TEXT SECTION:
Segment Open

NEW YORK (TheBlaze/AP) — As if New York City cockroaches weren't infamous enough, a hardier species, never before seen in the United States, that could withstand harsh winters has landed.
Rutgers University insect biologists Jessica Ware and Dominic Evangelista said the species Periplaneta japonica is well documented in Asia but was never confirmed in the United States until now. The scientists, whose findings were published in the Journal of Economic Entomology, said that it is too soon to predict the impact but that there is probably little cause for concern.
In this Jan. 9, 2013 photo provided by the University of Florida, the male Periplaneta japonica is shown. The new strain of cockroach that can withstand harsh winter cold. (AP/University of Florida)
"Because this species is very similar to cockroach species that already exist in the urban environment," Evangelista said, "they likely will compete with each other for space and for food."
That competition, Ware said, will likely keep the population low, "because more time and energy spent competing means less time and energy to devote to reproduction."
Dominic Evangelista and Jessica Ware describe the species new the the United States in Rutgers' insect lab. (Photo credit: Rob Forman)

Segment Closed

PROVIDED INFORMATION:

Segment Open

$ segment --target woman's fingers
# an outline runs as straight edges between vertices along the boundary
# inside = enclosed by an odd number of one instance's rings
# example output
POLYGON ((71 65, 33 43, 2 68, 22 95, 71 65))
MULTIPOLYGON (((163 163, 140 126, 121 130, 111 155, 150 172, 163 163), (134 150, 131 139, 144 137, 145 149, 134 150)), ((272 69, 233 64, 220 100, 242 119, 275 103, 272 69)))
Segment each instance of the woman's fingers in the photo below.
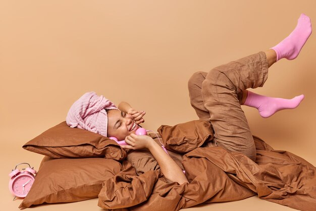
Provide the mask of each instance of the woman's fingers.
POLYGON ((138 113, 137 116, 135 114, 135 117, 133 117, 134 118, 135 121, 139 121, 141 119, 142 119, 143 117, 144 116, 144 115, 145 115, 145 112, 141 112, 139 113, 138 113))
POLYGON ((126 138, 125 138, 125 142, 127 144, 129 144, 132 146, 134 146, 135 144, 135 139, 133 137, 132 137, 131 135, 129 135, 126 136, 126 138))
POLYGON ((141 120, 139 120, 139 121, 135 121, 135 123, 136 123, 137 125, 139 125, 139 124, 140 124, 140 123, 142 123, 142 122, 145 122, 145 120, 144 120, 144 119, 142 119, 141 120))

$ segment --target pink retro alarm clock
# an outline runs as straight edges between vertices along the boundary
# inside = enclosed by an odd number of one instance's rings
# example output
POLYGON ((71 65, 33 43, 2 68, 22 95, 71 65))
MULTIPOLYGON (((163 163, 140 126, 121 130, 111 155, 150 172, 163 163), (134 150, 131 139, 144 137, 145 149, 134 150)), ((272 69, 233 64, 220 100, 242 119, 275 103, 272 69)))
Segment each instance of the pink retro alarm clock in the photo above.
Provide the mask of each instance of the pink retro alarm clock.
POLYGON ((24 198, 26 196, 35 179, 34 174, 36 171, 31 168, 31 166, 26 163, 22 163, 16 166, 15 168, 9 174, 10 181, 9 182, 9 189, 10 192, 16 197, 24 198), (22 169, 22 171, 17 169, 18 166, 27 164, 29 168, 22 169))
MULTIPOLYGON (((138 135, 147 135, 147 132, 150 131, 149 130, 146 130, 144 128, 140 128, 136 130, 135 132, 135 134, 138 135)), ((119 141, 117 138, 115 137, 110 137, 109 138, 110 139, 114 140, 117 143, 120 144, 120 145, 127 145, 127 144, 125 142, 125 140, 119 141)))

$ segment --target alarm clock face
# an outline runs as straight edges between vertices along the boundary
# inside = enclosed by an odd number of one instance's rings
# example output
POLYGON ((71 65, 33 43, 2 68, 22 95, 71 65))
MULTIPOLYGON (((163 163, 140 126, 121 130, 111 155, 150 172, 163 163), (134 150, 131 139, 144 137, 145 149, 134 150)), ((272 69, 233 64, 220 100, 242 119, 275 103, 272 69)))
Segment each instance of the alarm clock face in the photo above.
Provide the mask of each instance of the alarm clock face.
POLYGON ((21 174, 13 179, 11 187, 14 194, 18 197, 26 196, 33 185, 34 178, 28 174, 21 174))

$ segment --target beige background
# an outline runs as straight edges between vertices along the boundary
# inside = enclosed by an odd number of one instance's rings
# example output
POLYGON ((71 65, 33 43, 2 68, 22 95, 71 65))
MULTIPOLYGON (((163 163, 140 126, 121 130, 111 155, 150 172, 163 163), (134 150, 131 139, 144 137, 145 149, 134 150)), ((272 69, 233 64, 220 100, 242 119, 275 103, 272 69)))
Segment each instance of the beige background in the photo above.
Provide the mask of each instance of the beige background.
MULTIPOLYGON (((72 103, 94 91, 147 114, 156 130, 196 119, 187 82, 277 44, 301 13, 316 22, 316 2, 297 1, 0 1, 1 204, 18 210, 7 175, 17 163, 38 169, 43 156, 22 145, 63 121, 72 103)), ((263 119, 243 107, 254 135, 316 165, 316 39, 295 60, 273 66, 258 93, 305 98, 294 110, 263 119)), ((34 210, 96 210, 96 199, 34 210)), ((290 210, 254 196, 191 210, 290 210)))

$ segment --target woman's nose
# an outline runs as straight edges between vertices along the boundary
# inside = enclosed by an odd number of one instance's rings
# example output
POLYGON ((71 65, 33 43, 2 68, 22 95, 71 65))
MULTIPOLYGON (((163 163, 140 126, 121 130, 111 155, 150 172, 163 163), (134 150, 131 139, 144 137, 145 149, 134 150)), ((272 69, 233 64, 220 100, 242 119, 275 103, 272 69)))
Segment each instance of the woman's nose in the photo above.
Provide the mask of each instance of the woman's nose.
POLYGON ((126 116, 125 117, 125 122, 127 125, 129 125, 133 122, 133 117, 132 115, 129 115, 129 116, 126 116))

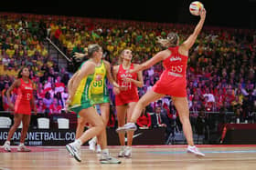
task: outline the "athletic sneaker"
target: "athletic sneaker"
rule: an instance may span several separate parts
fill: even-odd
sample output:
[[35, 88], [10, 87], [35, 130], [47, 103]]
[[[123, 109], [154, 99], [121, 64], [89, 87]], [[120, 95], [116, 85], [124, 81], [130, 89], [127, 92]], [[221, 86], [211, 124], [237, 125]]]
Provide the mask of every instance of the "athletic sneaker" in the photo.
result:
[[203, 153], [201, 153], [199, 151], [199, 149], [197, 147], [196, 147], [196, 145], [193, 145], [193, 146], [188, 145], [187, 149], [187, 152], [195, 154], [196, 155], [198, 155], [198, 156], [205, 156], [205, 155]]
[[101, 164], [121, 164], [121, 161], [111, 156], [109, 154], [102, 153], [100, 162]]
[[3, 146], [5, 151], [11, 152], [10, 141], [5, 141]]
[[126, 131], [135, 131], [137, 130], [137, 126], [134, 123], [127, 123], [123, 127], [118, 127], [116, 129], [117, 133], [124, 133]]
[[17, 152], [31, 152], [30, 149], [27, 148], [24, 144], [20, 144], [18, 146], [17, 146]]
[[124, 156], [127, 157], [127, 158], [132, 157], [132, 147], [131, 146], [127, 146], [125, 148]]
[[118, 154], [118, 157], [124, 157], [124, 153], [125, 153], [125, 145], [122, 146], [122, 149]]
[[89, 149], [94, 152], [95, 146], [96, 146], [96, 142], [93, 139], [91, 139], [88, 142], [88, 144], [89, 144]]
[[97, 147], [96, 153], [97, 153], [97, 154], [101, 154], [101, 145], [97, 145], [96, 147]]
[[66, 145], [67, 150], [71, 154], [72, 156], [74, 156], [74, 158], [78, 161], [80, 162], [80, 147], [76, 145], [73, 143], [68, 144]]

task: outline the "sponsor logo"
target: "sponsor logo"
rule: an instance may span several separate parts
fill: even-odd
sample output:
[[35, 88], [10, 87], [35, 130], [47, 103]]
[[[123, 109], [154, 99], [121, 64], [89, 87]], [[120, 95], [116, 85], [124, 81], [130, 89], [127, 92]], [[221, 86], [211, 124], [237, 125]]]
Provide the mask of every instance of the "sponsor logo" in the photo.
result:
[[171, 62], [175, 62], [175, 61], [181, 61], [181, 57], [179, 56], [173, 56], [170, 58]]
[[30, 86], [25, 86], [26, 90], [33, 90], [33, 88], [31, 88]]
[[[135, 137], [140, 136], [141, 135], [143, 135], [143, 133], [139, 133], [139, 134], [133, 135], [133, 139], [134, 139]], [[125, 142], [127, 142], [127, 137], [125, 137], [124, 140], [125, 140]]]

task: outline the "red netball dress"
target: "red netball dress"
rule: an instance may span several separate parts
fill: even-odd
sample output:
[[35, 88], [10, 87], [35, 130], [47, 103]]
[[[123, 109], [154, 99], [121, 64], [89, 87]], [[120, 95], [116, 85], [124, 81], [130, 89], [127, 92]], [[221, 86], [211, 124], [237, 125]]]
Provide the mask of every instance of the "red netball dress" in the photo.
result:
[[[130, 70], [132, 69], [133, 69], [133, 64], [130, 66]], [[120, 91], [120, 94], [115, 95], [116, 105], [123, 105], [131, 102], [137, 102], [139, 100], [137, 86], [132, 82], [124, 82], [124, 78], [137, 80], [137, 73], [127, 73], [127, 71], [123, 69], [123, 65], [120, 65], [117, 73], [117, 83], [120, 87], [122, 87], [122, 90]]]
[[188, 56], [179, 54], [178, 48], [179, 46], [168, 48], [172, 54], [163, 62], [165, 70], [153, 86], [154, 92], [177, 97], [187, 96], [186, 72]]
[[30, 100], [33, 95], [32, 82], [25, 83], [20, 78], [20, 85], [17, 88], [17, 97], [15, 104], [15, 113], [31, 115]]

Segment Closed

APPLY WHAT YOU READ:
a) In the cockroach article, rewrite the paragraph beginning "Rutgers University insect biologists" as a short bulleted list that keeps its main facts.
b) From the cockroach article, extract word for word the part that opens with the words containing "NEW YORK (TheBlaze/AP)" and closes with "(AP/University of Florida)".

RESULTS OF THE EXERCISE:
a)
- Rutgers insect biologists Jessica Ware and Dominic Evangelista reported the species Periplaneta japonica.
- It is well documented in Asia but had never been confirmed in the United States until now.
- Their findings appeared in the Journal of Economic Entomology.
- They said it is too soon to predict the impact, but there is probably little cause for concern.

b)
NEW YORK (TheBlaze/AP) — As if New York City cockroaches weren't infamous enough, a hardier species, never before seen in the United States, that could withstand harsh winters has landed.
Rutgers University insect biologists Jessica Ware and Dominic Evangelista said the species Periplaneta japonica is well documented in Asia but was never confirmed in the United States until now. The scientists, whose findings were published in the Journal of Economic Entomology, said that it is too soon to predict the impact but that there is probably little cause for concern.
In this Jan. 9, 2013 photo provided by the University of Florida, the male Periplaneta japonica is shown. The new strain of cockroach that can withstand harsh winter cold. (AP/University of Florida)